Benimle bu yolculuğa çıkan herkese en kocamanından büyük bir MERHABA!
Size teşekkür etmem gereken o kadar çok şey var ki nereden başlayacağımı bilemiyorum.
Bu yolculuğa benimle, Nisan'la ve diğerleriyle çıkmayı seçtiğiniz için bütün içtenliğimle söylüyorum ki son nefesimi verdiğim ana kadar size minnettar kalacağım.
İlk kitabı alıp da okuyan herkese teşekkür ederim.
Sırf devamını merak ettiği için buradan her hafta yeni bölüm bekleyerek okuyan herkese teşekkür ederim. (Merak etmeyin biliyorum, bölümleri hep pis pis yerlerde bitiren biriyim ve bunun için de ayrıca özür dilerim! Ama istedim ki yaratmaya çalıştığım heyecan hiç yok olmasın. Çünkü ben bu hikayeyi yazarken henüz sadece bir liseliydim! Yazdığı her kelimede hop oturup hop kalkan, sizden ve muhtemelen kendi karakterlerinden daha büyük bir merakla gelecek bölümü bekleyen bir çocuktum belki de...)
Bölümlerin altında gördüğüm bir okunmanın, bir yorumun bile bana nasıl dünyaları verdiğini anlatamam. Ben bu üçlemeyi yazıp bitireli çok oldu. Soran ve yanlış yönlendirilenler çok olduğu için buradan da açıklamak istedim. EVET, ben bu hikayeyi bitirip üstüne bir de birbirinden bağımsız altı kitap daha yazdım. Ama bütün bu süreçte yayınevi satışları yeterli bulmadığı için ilk kitap dışında seriye devam etmeme kararı aldı.
Olsun.
İşin, iş kısmı onların bileceği; bilmeye çalışacağı bölüm.
Benim için önemli olan paylaşmaktı.
Yıllar içinde yaşadığım deneyimler (ve inanıyorum ki bir gün onları da sizinle paylaşıp bu işe girmek isteyenlere yardım edebilecek konumda olacağım) bana bunu yeniden hatırlattı.
Önemli olan paylaşmaktır.

Veri Kümesi Kayıtları:
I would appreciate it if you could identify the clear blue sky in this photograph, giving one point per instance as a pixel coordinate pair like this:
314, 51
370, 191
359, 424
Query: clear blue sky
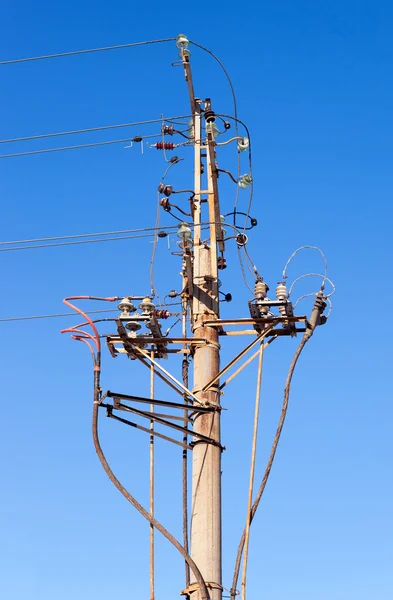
314, 84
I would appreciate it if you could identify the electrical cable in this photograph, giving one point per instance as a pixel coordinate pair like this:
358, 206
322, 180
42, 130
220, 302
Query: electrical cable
83, 235
54, 316
324, 278
252, 470
314, 294
276, 440
109, 239
96, 401
240, 122
243, 269
198, 576
77, 147
88, 51
284, 273
89, 130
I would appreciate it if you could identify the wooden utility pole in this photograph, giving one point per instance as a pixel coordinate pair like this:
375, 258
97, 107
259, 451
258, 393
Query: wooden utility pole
206, 538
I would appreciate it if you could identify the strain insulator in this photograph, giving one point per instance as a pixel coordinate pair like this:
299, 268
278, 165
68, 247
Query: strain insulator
165, 145
167, 129
165, 189
165, 204
281, 291
161, 314
261, 289
221, 263
210, 115
241, 239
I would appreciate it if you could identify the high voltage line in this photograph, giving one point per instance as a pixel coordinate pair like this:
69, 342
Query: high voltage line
88, 51
90, 129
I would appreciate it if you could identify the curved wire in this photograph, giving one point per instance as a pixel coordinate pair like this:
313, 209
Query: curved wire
284, 273
315, 294
243, 270
252, 470
276, 440
89, 130
324, 277
76, 147
88, 51
198, 576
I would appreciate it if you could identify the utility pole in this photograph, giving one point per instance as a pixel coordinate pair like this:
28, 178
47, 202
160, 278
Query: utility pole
206, 536
206, 464
202, 257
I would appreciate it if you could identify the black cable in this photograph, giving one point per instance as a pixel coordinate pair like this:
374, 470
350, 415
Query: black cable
89, 51
79, 146
89, 130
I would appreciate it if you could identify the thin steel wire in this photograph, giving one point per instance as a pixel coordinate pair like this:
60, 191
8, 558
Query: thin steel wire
109, 239
151, 457
83, 235
54, 316
88, 51
88, 130
276, 440
77, 147
324, 277
284, 273
252, 470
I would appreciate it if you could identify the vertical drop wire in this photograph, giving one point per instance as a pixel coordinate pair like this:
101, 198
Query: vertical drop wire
252, 471
185, 366
152, 481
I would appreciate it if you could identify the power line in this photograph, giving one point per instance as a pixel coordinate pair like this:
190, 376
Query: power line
88, 51
110, 239
55, 315
90, 129
92, 145
82, 235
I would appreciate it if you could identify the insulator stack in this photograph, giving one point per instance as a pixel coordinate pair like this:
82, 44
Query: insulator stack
161, 314
167, 129
165, 146
261, 289
282, 295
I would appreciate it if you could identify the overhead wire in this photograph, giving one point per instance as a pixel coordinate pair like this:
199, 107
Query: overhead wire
76, 147
90, 129
83, 235
87, 51
96, 402
305, 247
53, 316
108, 239
270, 461
252, 469
324, 278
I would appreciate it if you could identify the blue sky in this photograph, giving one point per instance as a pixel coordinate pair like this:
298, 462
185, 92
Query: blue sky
313, 82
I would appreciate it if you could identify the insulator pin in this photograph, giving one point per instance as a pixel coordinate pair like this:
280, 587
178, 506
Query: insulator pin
210, 116
221, 263
161, 314
165, 189
165, 146
261, 289
167, 129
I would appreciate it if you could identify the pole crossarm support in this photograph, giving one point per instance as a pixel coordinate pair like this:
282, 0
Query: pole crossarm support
234, 360
154, 417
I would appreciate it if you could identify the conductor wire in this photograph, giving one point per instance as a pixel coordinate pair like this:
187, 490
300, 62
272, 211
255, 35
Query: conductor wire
252, 471
88, 51
273, 450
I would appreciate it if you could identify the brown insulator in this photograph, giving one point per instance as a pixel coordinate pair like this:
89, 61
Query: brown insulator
165, 146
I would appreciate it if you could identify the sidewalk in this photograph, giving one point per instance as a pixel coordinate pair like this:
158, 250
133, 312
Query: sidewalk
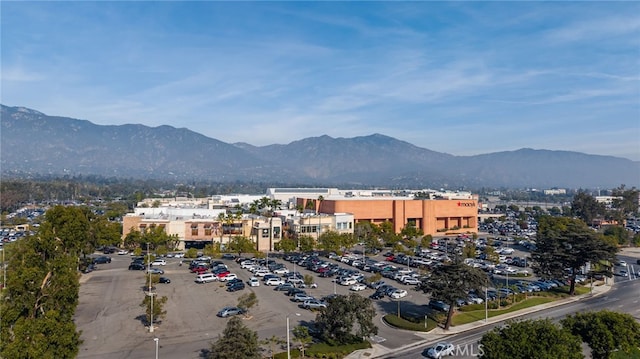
379, 351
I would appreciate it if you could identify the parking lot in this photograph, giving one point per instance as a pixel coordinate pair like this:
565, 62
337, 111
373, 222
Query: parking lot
110, 317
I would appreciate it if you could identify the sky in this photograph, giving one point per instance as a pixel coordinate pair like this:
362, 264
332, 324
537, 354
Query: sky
462, 78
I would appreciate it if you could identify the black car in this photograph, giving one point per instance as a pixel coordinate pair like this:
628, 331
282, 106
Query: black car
293, 291
229, 311
102, 260
137, 266
235, 286
230, 282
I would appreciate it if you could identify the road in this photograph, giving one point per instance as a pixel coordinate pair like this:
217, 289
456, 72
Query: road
623, 297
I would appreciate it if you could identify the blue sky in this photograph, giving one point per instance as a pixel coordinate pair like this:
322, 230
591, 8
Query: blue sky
457, 77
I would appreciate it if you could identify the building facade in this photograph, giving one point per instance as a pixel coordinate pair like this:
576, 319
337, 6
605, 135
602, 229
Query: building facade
434, 217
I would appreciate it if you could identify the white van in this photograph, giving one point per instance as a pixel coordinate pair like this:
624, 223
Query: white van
206, 278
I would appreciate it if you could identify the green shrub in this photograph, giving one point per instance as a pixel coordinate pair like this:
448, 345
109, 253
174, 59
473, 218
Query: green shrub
410, 323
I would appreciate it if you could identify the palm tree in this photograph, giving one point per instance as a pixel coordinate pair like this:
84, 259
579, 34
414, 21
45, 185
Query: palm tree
320, 199
253, 210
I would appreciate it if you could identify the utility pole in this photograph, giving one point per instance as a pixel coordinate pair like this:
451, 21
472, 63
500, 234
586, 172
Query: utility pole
150, 289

Çalışma Yönergeleri:
1) Belgede ünlem işaretiyle biten bütün cümleleri aynen listeleyin.
2) Belgede "Size teşekkür etmem" sözcükleriyle başlayıp "size minnettar kalacağım." sözcükleriyle biten kısmı harfi harfine aktarın.
Görevleri yalnızca belgeye dayanarak yapın.

Görev Sonuçları:
1)
- Benimle bu yolculuğa çıkan herkese en kocamanından büyük bir MERHABA!
- Merak etmeyin biliyorum, bölümleri hep pis pis yerlerde bitiren biriyim ve bunun için de ayrıca özür dilerim!
- Çünkü ben bu hikayeyi yazarken henüz sadece bir liseliydim!

2)
Size teşekkür etmem gereken o kadar çok şey var ki nereden başlayacağımı bilemiyorum.
Bu yolculuğa benimle, Nisan'la ve diğerleriyle çıkmayı seçtiğiniz için bütün içtenliğimle söylüyorum ki son nefesimi verdiğim ana kadar size minnettar kalacağım.